Isolate every line in the records below with "negative" in it.
-- ENTRIES PROVIDED follows --
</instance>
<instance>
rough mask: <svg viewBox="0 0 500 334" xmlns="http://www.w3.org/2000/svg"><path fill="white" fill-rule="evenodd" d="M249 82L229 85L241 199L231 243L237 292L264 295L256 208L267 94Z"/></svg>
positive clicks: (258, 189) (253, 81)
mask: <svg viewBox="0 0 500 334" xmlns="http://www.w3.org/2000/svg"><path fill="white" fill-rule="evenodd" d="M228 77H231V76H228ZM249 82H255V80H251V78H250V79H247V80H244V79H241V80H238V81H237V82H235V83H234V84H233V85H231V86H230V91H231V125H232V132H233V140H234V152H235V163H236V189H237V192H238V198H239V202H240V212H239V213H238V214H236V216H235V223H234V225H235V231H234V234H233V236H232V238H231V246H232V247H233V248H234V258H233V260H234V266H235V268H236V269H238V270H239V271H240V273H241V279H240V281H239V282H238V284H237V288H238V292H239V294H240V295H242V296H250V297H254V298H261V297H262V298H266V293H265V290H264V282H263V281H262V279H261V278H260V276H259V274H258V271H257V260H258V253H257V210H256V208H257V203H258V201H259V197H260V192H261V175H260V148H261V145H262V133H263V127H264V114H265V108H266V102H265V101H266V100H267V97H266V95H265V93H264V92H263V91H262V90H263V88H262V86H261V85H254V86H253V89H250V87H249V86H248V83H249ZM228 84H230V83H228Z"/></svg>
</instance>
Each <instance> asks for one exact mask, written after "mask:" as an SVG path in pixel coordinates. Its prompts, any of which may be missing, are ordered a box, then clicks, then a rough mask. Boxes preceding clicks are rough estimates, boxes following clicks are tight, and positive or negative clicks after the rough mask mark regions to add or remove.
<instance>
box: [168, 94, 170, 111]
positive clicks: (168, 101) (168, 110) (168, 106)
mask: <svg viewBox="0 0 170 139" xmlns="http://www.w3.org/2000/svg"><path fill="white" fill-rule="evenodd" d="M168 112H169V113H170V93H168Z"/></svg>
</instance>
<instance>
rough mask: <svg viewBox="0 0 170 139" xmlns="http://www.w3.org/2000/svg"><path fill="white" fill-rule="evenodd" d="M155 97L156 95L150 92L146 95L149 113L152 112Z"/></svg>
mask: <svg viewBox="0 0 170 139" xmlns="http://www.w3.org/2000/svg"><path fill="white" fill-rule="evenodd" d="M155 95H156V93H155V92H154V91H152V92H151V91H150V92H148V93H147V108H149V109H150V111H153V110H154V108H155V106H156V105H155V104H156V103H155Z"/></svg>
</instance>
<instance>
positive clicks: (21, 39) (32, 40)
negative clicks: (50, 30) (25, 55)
-- ENTRIES PROVIDED concluded --
» EXERCISE RESULT
Each <instance> asks for one exact mask, written after "mask:" as an SVG path in pixel coordinates. Its prompts, any of which may be missing, are ordered a box, then clicks, then a rough mask. Boxes preceding clicks are rough estimates, boxes following clicks are tight, and positive or negative clicks after the rough mask mark regions to add or remove.
negative clicks: (50, 30) (25, 55)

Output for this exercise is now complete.